══ Listing

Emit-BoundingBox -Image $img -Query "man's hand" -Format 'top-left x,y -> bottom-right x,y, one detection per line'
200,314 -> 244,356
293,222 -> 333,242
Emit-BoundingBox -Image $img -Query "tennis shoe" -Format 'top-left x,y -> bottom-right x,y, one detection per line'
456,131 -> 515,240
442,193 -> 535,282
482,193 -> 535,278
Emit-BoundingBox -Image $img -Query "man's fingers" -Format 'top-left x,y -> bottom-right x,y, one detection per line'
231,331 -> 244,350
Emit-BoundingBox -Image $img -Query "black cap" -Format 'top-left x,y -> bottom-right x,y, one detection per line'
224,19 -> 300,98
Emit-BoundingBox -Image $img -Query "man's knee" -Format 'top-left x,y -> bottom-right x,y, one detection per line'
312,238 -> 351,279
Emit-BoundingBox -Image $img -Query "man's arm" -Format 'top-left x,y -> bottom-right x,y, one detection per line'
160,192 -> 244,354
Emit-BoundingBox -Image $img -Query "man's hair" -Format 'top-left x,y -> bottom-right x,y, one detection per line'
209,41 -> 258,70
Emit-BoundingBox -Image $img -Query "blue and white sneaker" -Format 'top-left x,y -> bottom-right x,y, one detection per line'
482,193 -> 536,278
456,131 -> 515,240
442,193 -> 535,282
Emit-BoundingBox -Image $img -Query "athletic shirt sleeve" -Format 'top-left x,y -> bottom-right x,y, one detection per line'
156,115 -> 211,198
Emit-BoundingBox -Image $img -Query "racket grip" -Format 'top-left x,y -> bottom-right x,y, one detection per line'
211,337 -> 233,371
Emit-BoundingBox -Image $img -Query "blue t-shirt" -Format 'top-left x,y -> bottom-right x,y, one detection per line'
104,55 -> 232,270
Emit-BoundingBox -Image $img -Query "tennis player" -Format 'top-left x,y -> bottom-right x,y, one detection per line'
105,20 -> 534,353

════

Task directions: Show each line of the material above that contains the word "blue", copied in full.

Solution to the problem:
Emit-BoundingBox -Image $img -Query "blue and white sneaker" -Format 'top-left x,y -> bottom-right x,y, one detection per line'
Emit-BoundingBox -Image $img -Query "blue t-shirt" -Format 'top-left x,y -> bottom-right x,y, one detection per line'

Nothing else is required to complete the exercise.